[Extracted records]
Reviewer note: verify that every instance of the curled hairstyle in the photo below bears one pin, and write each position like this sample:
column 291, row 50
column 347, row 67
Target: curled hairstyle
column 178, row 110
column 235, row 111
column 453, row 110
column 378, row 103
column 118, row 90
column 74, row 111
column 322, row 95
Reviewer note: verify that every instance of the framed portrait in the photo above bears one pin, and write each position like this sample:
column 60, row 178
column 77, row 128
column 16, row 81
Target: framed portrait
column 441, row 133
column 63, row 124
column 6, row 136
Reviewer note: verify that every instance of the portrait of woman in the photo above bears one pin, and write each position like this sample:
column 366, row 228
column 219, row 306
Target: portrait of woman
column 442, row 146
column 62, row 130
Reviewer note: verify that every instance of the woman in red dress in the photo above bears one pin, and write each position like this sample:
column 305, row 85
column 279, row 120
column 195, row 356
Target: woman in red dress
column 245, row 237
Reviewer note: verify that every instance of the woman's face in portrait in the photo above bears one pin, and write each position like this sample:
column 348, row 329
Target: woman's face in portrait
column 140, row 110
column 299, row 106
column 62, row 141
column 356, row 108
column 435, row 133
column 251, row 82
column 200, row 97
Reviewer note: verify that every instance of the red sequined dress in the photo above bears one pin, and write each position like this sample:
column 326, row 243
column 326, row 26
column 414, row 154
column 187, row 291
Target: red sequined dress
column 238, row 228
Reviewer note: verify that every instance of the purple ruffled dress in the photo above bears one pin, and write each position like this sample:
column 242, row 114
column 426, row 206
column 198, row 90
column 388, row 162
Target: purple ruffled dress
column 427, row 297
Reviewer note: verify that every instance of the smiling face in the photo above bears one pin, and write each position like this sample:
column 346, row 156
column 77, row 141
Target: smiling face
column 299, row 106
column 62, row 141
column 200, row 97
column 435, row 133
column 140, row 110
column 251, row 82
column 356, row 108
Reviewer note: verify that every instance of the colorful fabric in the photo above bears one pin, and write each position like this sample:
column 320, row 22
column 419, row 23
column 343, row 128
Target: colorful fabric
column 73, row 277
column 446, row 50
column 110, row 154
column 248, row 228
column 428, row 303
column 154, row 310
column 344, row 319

WHAT YOU SHOULD DO
Update the records by changing each "Reviewer note" to "Auditor note" and leaving every other word as it stands.

EXERCISE ANSWER
Auditor note: verify that every instance of the curled hairstyle in the photo below bears one pin, and write each position like this sample:
column 291, row 50
column 347, row 67
Target: curled hairstyle
column 178, row 110
column 235, row 111
column 453, row 110
column 378, row 103
column 118, row 90
column 74, row 111
column 322, row 95
Auditor note: verify that every instance of the framed portrait in the photo above bears one pin, and write each position like this sample:
column 60, row 178
column 77, row 128
column 16, row 81
Target: framed portrait
column 441, row 133
column 63, row 124
column 6, row 136
Auditor note: verify that every instance of the portrait of woman in the photo above bears one pin, and write each position like this sample:
column 366, row 228
column 219, row 306
Target: portrait of woman
column 442, row 146
column 62, row 130
Auditor note: verify that every instance of the woman in red dress in the photo above bears one pin, and write each position like this sample:
column 305, row 85
column 279, row 120
column 195, row 356
Target: woman in red dress
column 245, row 237
Auditor note: verify that every instance of the woman's face in portrait in the photo above bears one pin, and write each position like this sample:
column 348, row 329
Target: woman's face in portrait
column 140, row 110
column 299, row 106
column 62, row 141
column 356, row 108
column 435, row 133
column 251, row 82
column 200, row 97
Auditor note: verify that every instance of the red sequined dress in the photo above bears one pin, and write each position like this sample:
column 326, row 243
column 326, row 26
column 414, row 154
column 187, row 291
Target: red sequined dress
column 238, row 228
Auditor note: verify that every instance of the purple ruffled dress in the photo above bears one pin, and write each position like this sample:
column 242, row 114
column 426, row 206
column 198, row 90
column 388, row 162
Target: purple ruffled dress
column 427, row 297
Auditor note: verify that every instance of the smiling face in the photo above bears one pin, and write each position like this sample:
column 346, row 156
column 77, row 141
Target: smiling face
column 299, row 106
column 62, row 141
column 200, row 97
column 435, row 133
column 140, row 110
column 251, row 82
column 356, row 108
Auditor note: verify that every instance of the colorful fabric in the photo above bears one pin, and write each position like this sample:
column 320, row 22
column 419, row 23
column 343, row 128
Target: colorful fabric
column 73, row 277
column 446, row 50
column 110, row 154
column 248, row 228
column 428, row 303
column 154, row 310
column 344, row 319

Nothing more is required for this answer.